- _OBJECTIVE_
Pick out every line of the material below that contains the string "trunk", treating uppercase and lowercase as distinct.

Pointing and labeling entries
◇ ◇ ◇

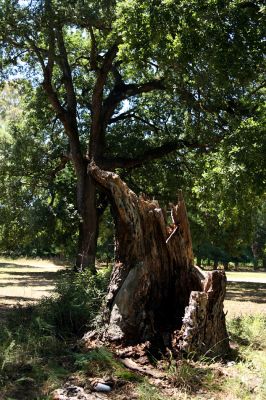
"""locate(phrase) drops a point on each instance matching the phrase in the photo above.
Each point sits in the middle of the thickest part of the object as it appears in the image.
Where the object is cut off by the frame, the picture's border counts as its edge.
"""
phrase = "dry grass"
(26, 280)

◇ ◇ ◇

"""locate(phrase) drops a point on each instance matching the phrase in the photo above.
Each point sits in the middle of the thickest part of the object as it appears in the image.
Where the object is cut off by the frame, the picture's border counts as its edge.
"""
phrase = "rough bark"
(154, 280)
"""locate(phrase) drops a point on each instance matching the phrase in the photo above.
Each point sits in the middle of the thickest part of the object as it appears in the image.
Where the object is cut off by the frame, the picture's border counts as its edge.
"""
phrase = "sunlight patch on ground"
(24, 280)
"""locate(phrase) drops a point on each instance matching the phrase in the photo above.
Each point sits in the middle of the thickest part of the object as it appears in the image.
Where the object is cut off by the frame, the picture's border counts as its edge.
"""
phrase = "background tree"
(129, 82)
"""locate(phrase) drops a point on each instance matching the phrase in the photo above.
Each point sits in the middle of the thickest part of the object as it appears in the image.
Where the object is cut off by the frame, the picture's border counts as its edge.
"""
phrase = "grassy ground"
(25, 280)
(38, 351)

◇ ◇ ◇

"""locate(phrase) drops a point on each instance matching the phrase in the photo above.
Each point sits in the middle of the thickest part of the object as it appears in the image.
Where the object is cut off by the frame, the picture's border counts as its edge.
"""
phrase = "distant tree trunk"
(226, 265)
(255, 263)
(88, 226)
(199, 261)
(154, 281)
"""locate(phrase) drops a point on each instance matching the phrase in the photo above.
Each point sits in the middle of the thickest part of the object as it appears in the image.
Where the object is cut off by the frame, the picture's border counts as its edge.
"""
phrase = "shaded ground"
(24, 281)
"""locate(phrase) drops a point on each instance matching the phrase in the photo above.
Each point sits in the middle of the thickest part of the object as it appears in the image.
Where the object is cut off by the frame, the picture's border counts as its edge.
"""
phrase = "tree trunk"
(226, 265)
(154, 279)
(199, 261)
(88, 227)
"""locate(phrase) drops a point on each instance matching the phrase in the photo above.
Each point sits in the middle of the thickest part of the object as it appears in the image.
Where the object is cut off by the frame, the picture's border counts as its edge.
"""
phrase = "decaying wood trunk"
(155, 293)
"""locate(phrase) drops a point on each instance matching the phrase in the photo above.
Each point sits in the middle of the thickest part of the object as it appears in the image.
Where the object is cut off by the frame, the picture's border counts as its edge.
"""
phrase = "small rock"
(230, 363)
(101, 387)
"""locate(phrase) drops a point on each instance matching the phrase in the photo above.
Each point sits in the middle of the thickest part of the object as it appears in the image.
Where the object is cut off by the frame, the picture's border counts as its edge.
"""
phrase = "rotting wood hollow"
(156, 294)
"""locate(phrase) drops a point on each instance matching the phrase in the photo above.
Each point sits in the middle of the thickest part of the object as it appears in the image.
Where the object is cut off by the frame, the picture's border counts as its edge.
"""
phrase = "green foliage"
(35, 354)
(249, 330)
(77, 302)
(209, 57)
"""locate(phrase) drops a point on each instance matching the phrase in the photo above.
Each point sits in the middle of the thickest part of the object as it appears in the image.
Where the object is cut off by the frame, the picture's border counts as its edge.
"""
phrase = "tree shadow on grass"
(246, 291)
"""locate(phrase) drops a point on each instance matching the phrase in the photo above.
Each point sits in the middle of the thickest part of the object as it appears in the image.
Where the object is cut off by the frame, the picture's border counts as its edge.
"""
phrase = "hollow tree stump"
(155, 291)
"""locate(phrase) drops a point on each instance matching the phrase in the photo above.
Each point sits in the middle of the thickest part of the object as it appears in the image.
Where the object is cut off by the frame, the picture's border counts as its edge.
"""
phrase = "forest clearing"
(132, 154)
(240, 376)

◇ ◇ ◇

- _SOLUTION_
phrase = "distant tree trunk"
phrase = "tree trunk"
phrase = "decaying wood trunk"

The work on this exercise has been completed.